# Podany tekst
○ ○ ○ ○

Reklama

Dzienniki szkolne walają się na wolnym powietrzu

Dzienniki uczniowskie Międzyszkolnego Ośrodka Sportowego w Białymstoku z danymi osobowymi uczniów, nauczycieli i rodziców znaleziono na wolnym powietrzu. To na pewno nie jest dla nich odpowiednie miejsce. Dzienniki powinny być w szkole i powinny być zabezpieczone. Tymczasem ich fragmenty można znaleźć w plenerze. Walają się jak na wysypisku.

Wygląda to na uczniowski psikus. Kilka szkolnych dzienników, w tym dokumenty z listą obecności, karty uczestnictwa w zajęciach, leżą sobie gdzieś w bliżej nieustalonym miejscu, ale za to na świeżym powietrzu. Z pewnością nie jest to miejsce, w którym powinny się znajdować takie dokumenty. Ze zdjęć zamieszczonych w internecie widać, że w dokumentach znajdują się dane osobowe uczniów, nauczycieli i rodziców.

Niestety, te dzienniki oraz pozostała dokumentacja należy do Międzyszkolnego Ośrodka Sportowego w Białymstoku. Dane można odczytać ze zdjęć, jakie zamieścił w internecie jeden z warszawskich dziennikarzy. Twierdzi, że ma zdjęcia jeszcze innych dokumentów, które podobnie jak zamieszczone na jego profilu społecznościowym, także walają się gdzieś na łące, na mokrej trawie lub na śmietniku.

Takie oto fotki wpadły w moje ręce podczas ostatniej wizyty w Białymstoku. Jest tego więcej, w tym dokumenty z danymi osobowymi. Sugeruję Dzień Dobry Białystok zainteresowanie się sprawą. Z chęcią przekaże komplet zdjęć” – zamieścił wpis z dołączonymi dwoma zdjęciami.

Możliwe, że byśmy przeoczyli ten dziennikarski wpis i zamieszczone przez niego zdjęcia, ale dzięki funkcji tagowania, nie umknęło to naszej uwadze. Jako, że jeszcze wczoraj otrzymaliśmy informacje o tym znalezisku, to zwróciliśmy się już do policji z pytaniem, czy ktokolwiek z Międzyszkolnego Ośrodka Sportowego składał zawiadomienie o zaginięciu ważnych dokumentów. Aktualnie czekamy na odpowiedź w tej sprawie. Próbowaliśmy także wczoraj jeszcze skontaktować się z dyrekcją placówki, ale telefon milczał. Zapewne było już po godzinach pracy sekretariatu, więc spróbujemy ustalić dziś, czy szkoła ma świadomość, że należąca niegdyś do niej dokumentacja jest smagana przez wiatr i deszcz.

○ ○ ○ ○

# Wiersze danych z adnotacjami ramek
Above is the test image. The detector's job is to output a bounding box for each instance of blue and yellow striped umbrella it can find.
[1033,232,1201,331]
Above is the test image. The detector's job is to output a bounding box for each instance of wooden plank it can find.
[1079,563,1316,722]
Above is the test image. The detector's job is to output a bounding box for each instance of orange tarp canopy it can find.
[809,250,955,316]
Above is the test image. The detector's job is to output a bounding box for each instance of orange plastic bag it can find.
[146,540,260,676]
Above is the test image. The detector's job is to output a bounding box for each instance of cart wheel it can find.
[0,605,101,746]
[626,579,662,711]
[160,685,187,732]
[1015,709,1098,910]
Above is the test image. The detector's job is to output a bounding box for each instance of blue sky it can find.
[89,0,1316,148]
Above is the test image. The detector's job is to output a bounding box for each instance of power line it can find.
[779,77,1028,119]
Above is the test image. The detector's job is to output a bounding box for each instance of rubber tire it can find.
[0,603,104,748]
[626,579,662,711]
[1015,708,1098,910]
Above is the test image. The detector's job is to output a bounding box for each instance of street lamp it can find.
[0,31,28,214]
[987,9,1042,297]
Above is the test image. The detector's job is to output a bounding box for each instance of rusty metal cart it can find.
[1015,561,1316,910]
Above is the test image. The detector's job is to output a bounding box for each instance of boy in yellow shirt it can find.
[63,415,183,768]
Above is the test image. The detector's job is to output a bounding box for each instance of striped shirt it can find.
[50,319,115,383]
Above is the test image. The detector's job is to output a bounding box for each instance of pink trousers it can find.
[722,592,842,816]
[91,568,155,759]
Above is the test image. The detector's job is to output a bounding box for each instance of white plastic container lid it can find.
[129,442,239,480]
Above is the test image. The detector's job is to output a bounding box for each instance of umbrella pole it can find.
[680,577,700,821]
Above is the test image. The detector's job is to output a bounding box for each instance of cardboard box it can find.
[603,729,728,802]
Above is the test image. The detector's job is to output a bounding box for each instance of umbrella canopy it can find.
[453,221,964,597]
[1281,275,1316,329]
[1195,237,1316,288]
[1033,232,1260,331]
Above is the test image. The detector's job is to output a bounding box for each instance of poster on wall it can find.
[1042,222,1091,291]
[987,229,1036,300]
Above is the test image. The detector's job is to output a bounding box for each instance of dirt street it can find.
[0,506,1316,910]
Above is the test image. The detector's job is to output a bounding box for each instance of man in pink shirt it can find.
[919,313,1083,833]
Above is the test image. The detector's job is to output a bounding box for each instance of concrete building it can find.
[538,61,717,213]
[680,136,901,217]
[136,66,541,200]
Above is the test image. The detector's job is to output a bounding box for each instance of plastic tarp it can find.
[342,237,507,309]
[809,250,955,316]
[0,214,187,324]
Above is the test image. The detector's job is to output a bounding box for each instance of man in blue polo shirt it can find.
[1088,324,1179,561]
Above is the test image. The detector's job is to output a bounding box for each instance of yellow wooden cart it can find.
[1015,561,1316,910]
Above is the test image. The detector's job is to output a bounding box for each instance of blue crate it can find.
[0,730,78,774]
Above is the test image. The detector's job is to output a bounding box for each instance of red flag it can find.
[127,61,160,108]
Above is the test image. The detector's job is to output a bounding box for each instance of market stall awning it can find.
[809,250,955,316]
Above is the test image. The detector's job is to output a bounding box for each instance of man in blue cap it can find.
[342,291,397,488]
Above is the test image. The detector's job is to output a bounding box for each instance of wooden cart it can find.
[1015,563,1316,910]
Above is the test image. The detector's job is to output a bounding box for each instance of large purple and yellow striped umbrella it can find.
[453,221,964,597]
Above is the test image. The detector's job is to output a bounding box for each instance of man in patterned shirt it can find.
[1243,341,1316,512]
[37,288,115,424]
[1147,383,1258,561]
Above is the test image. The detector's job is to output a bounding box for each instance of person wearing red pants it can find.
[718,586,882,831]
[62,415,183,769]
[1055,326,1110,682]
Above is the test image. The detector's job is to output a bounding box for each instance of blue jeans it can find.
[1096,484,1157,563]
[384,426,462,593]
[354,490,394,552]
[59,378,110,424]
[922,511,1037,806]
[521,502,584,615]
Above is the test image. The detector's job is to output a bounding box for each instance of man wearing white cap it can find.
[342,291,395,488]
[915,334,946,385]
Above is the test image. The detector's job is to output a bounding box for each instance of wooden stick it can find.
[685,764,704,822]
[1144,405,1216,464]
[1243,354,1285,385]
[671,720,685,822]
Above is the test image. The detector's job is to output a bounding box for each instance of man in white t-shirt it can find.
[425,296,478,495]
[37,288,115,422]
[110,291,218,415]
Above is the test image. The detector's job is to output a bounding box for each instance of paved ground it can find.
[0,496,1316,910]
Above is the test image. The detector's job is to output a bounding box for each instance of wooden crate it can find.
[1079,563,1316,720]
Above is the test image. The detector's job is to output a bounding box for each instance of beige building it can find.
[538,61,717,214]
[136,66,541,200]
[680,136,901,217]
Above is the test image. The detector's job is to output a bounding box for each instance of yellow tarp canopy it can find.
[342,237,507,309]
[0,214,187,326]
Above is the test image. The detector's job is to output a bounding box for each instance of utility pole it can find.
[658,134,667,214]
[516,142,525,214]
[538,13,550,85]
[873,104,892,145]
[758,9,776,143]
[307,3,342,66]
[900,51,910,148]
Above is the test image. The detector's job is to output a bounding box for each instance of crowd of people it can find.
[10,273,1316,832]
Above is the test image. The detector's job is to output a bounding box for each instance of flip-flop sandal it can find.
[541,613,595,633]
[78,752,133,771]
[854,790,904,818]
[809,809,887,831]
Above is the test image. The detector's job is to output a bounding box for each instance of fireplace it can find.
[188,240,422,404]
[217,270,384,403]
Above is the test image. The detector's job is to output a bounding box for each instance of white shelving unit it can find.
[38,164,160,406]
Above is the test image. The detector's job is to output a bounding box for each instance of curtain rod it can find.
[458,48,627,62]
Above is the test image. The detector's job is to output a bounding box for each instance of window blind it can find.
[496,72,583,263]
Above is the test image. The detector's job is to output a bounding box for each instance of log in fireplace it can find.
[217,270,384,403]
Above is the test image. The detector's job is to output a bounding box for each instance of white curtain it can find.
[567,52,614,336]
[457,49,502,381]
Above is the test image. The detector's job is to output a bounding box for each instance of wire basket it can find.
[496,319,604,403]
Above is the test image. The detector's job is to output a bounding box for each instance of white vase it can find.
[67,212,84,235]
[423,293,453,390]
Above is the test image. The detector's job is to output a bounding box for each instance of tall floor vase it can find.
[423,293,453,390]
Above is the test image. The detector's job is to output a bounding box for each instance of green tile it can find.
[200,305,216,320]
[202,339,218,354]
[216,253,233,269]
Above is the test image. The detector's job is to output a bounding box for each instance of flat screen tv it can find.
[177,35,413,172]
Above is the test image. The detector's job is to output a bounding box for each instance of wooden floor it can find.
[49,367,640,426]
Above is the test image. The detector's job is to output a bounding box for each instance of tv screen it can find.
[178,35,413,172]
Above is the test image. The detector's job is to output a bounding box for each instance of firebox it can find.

○ ○ ○ ○

# Polecenie 1
Zmień „test image” na „sample image” w zestawieniu i podaj ponownie jego wiersze, zaczynając od pierwszego i kończąc na wierszu z „[63,415,183,768]” włącznie. Wszystko inne zostaw bez zmian.
# Polecenie 2
Proszę, napisz dalszy ciąg tekstu o porzuconych dziennikach szkolnych, zaczynając zaraz po jego ostatnim zdaniu.

# Wynik zadania 1
Above is the sample image. The detector's job is to output a bounding box for each instance of blue and yellow striped umbrella it can find.
[1033,232,1201,331]
Above is the sample image. The detector's job is to output a bounding box for each instance of wooden plank it can find.
[1079,563,1316,722]
Above is the sample image. The detector's job is to output a bounding box for each instance of orange tarp canopy it can find.
[809,250,955,316]
Above is the sample image. The detector's job is to output a bounding box for each instance of orange plastic bag it can find.
[146,540,260,676]
Above is the sample image. The detector's job is to output a bounding box for each instance of cart wheel it can find.
[0,605,101,746]
[626,579,662,711]
[160,685,187,732]
[1015,709,1098,910]
Above is the sample image. The detector's job is to output a bounding box for each instance of blue sky it can find.
[89,0,1316,148]
Above is the sample image. The detector's job is to output a bounding box for each instance of power line it can find.
[779,77,1028,119]
Above is the sample image. The detector's job is to output a bounding box for each instance of rubber tire it can find.
[0,603,104,748]
[626,579,662,711]
[1015,708,1098,910]
Above is the sample image. The detector's job is to output a bounding box for each instance of street lamp it can find.
[0,31,28,214]
[987,9,1042,297]
Above is the sample image. The detector's job is to output a bounding box for each instance of rusty metal cart it can find.
[1015,561,1316,910]
Above is the sample image. The detector's job is to output a bounding box for each instance of boy in yellow shirt it can find.
[63,415,183,768]

# Wynik zadania 2
Niezależnie od tego czy szkoła zgłosiła zaginięcie dzienników oraz innej dokumentacji, czy nie, może mieć poważny problem. Zgodnie z przepisami prawa dane zapisane w szkolnych dziennikach podlegają ochronie danych osobowych. Tego rodzaju dokumentacja powinna być zabezpieczona przed osobami trzecimi i na pewno nie powinna opuszczać murów szkolnych. A już na pewno nie powinna walać się na świeżym powietrzu, jak to widać na zdjęciach.

Zakres informacji o uczniach, które mogą być gromadzone przez szkoły określa rozporządzenie Ministra Edukacji Narodowej z dnia 29 sierpnia 2014 r. w sprawie sposobu prowadzenia przez publiczne przedszkola, szkoły i placówki dokumentacji przebiegu nauczania, działalności wychowawczej i opiekuńczej oraz rodzajów tej dokumentacji, wydane na podstawie ustawy z dnia 7 września 1991 r. o systemie oświaty” – czytamy na stronie Generalnego Inspektora Ochrony Danych Osobowych. „(…) bez względu na to, czy dziennik lekcyjny prowadzony jest w formie papierowej, czy elektronicznej, o zakresie danych osobowych przesądza § 10 ust. 2 ww. rozporządzenia. Zatem forma, w jakiej prowadzony jest dziennik lekcyjny, jest jedynie kwestią techniczną, pozostawioną do wyboru danej szkoły. Istotne jest natomiast to, że informacje o uczniach zawarte w dziennikach lekcyjnych stanowią dane osobowe i mogą być wykorzystywane przez szkołę (gromadzone, przechowywane, udostępniane) tylko w takim zakresie, jak stanowią o tym powołane wyżej przepisy prawa” – czytamy w dalszych wyjaśnieniach GIODO.

Możliwe, że to ktoś z uczniów wyniósł dla wybryku dzienniki oraz inną dokumentację, ale możliwe, że dokumentacja opuściła mury placówki z innych powodów, na przykład z chęci ukrycia nieodpowiednich ocen lub wyników. Niezależnie od tego, czym kierował się uczeń lub uczniowie, jeśli to oni wynieśli ze szkoły dzienniki szkolne, sytuacja jest poważna. W dokumentacji pojawiają się adresy, które mogą być łakomym kąskiem na przykład dla pedofilów.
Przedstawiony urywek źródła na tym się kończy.